Start of Block
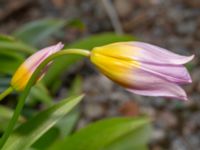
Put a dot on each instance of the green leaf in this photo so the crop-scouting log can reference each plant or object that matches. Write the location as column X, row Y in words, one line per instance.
column 65, row 126
column 26, row 134
column 106, row 134
column 5, row 116
column 63, row 63
column 40, row 93
column 8, row 43
column 35, row 32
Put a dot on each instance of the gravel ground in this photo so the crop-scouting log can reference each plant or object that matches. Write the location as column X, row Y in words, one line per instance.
column 173, row 24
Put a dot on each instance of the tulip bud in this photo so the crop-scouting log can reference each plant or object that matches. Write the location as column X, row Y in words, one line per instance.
column 24, row 72
column 143, row 68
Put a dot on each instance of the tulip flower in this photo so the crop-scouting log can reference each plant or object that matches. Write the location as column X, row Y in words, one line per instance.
column 143, row 68
column 24, row 72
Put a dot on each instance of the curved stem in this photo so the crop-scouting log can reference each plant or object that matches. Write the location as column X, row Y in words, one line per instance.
column 5, row 93
column 30, row 83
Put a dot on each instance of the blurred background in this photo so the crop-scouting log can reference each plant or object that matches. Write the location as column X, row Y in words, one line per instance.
column 172, row 24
End of Block
* _What the exercise asks_
Output the whole listing without change. Any picture is to be left out.

* _Result_
Put a dot on each instance of the green leaf in this photo so the crop-scouting log can reference each plant or object that matches. Write the location as column X, row Y in words, one line per instance.
column 65, row 126
column 26, row 134
column 106, row 134
column 5, row 116
column 63, row 63
column 40, row 93
column 8, row 43
column 35, row 32
Put a dot on each instance of the gravel ground in this photo so the crop-scouting log can reference each plant or object that matches. Write the location as column X, row Y in words, one line per instance.
column 173, row 24
Put a dot on each instance of the tulip bud in this photo so the crop-scouting log can reference each plant or object that matches. Write the location as column X, row Y in words, one line per instance.
column 24, row 72
column 143, row 68
Put a dot on each instance of the tulip flower in this photo so the crop-scouting log can reference each plant or object that matches. Write the location as column X, row Y in words, one line per instance.
column 143, row 68
column 24, row 72
Put a dot on each instance of the curved stem in this photo so the crop-scouting log can reference each plant or object that matches. Write the location as column X, row Y in words, one line per instance.
column 5, row 93
column 30, row 83
Put a dot on each instance of the blurred background in this photo so the crop-scouting log can reference each plant or object that matches. Write the location as column X, row Y in words, one line per instance.
column 172, row 24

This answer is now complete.